• _Reading text_
>> START

MOSCOW, June 23, 2008 – (GayRussia.ru) – Organisers of
Moscow Gay Pride today applied to the city’s Tverskoi District Court
accusing Russian President Dmitriy Medvedev of “inaction on their letter”
concerning the staging of the march for tolerance – and respect for the
rights of freedoms of homosexual people in Russia – in Alexandrovskiy Sad,
part of the Kremlin.
Planned for Saturday May 31, the event was set for up to
200 people between 1 and 2 p.m.
The letter to the Russian President was handed to his
administration on May 16. Five days later, the letter was forwarded to the
Prefecture of the Central Administrative Area of Moscow.
Presidential Administration relied on the provision of
the law which allows them to forward the letter to the competent authority.
In their complaint to Tverskoi District Court, organisers
of Moscow Pride insist that the questions raised in the letter to the
President concerning the conduct of the public event in Alexandrovskiy Sad
are the jurisdiction of the President.
This, they claim, is clearly written in Article 8 of the
Federal Law on assemblies, meetings, demonstrations, marches and pickets.
According to the law on consideration of citizens’
letters, Moscow Pride organisers had the right to receive a motivated reply
from the Russian President on the issues raised in their letter. The reply
was supposed to be given within a 30-day period.

>> END

Image location labeling records:
>> START

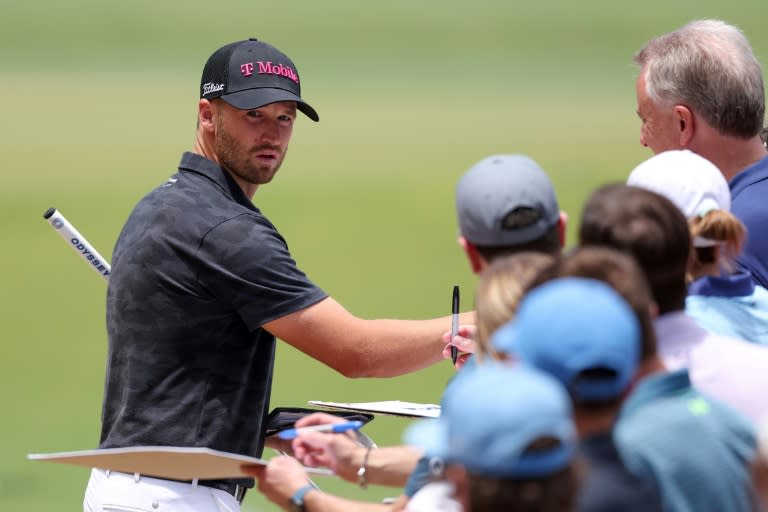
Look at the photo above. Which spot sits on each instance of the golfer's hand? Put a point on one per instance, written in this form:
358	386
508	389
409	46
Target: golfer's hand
279	479
464	341
281	445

>> END

• _Challenge A_
Translate this sentence from the article about the Moscow Pride court complaint into Spanish: "Planned for Saturday May 31, the event was set for up to 200 people between 1 and 2 p.m."
• _Challenge B_
According to the article about the Moscow Pride court complaint, on what basis did the Presidential Administration send the organisers' letter on to the Prefecture of the Central Administrative Area of Moscow? Answer in one to three sentences.
• _Challenge C_
Extend the article about the Moscow Pride court complaint, picking up right after its final sentence.

• _Expected answer A_
Planeado para el sábado 31 de mayo, el evento estaba previsto para hasta 200 personas entre la 1 y las 2 p. m.

• _Expected answer B_
The Presidential Administration relied on a provision of the law that allows it to forward a letter to the competent authority. Using that provision, it passed the letter to the Prefecture five days after receiving it.

• _Expected answer C_
The applicants asked Tverskoi District Court to judge
that inaction of the President was unlawful and oblige the head of state to
give a motivated reply to the letter of the Pride organisers in accordance
with his competence.
Nikolai Alekseev, the principal organiser of Moscow
Pride, said this afternoon that “representatives of the Russian authorities
talk a lot about the necessity to follow the law and at the same time they
did not learn how to do it themselves.
“They demand it from their citizens. The President quite
possibly did not know anything about our letter to him though we, as
applicants, are not obliged to understand how bureaucratic procedures of
Kremlin administration work,” he continued.
“Our letter was addressed to the President and that is
the reason why we apply to court against the President.”
Mr. Alekseev suggested that “Presidential Administration
officials probably again wanted to put all responsibility on Moscow
authorities; but in this case representatives of the Prefecture acted in
accordance with their powers and sent the letter back to the Administration.
“Only the President has powers to allow the events in
Alexandrovskiy Sad,” he pointed out.
He underlined that “we applied to the President Dmitriy
Medvedev as a safeguard of the Constitution because Moscow authorities
unlawfully denied us our constitutional right to freedom of assembly
enshrined in Article 31 of the Constitution”.
“It’s a pity that the President, even though he
proclaimed that he would fight for human rights, did not interfere and put
an end to the unlawful actions of Moscow officials.”
The third Moscow Pride took place in Moscow on Sunday
June 1. Gay activists picketed the monument to the Russian composer Petr
Tchaikovskiy and then displayed a huge banner from one of the flats on
Tverskaya Street in front of Moscow City Hall.
The banner read: “Rights to gays and lesbians! Homophobia
of Moscow Mayor should be prosecuted”.
■ Last week, Tverskoi District Court of Moscow ruled that
the ban of one of the earlier scheduled Pride marches, planned for May 1 was
lawful. The organisers plan to appeal the decision in Moscow City Court and
then, if overruled by the higher court, in the European Court of Human
Rights in Strasbourg.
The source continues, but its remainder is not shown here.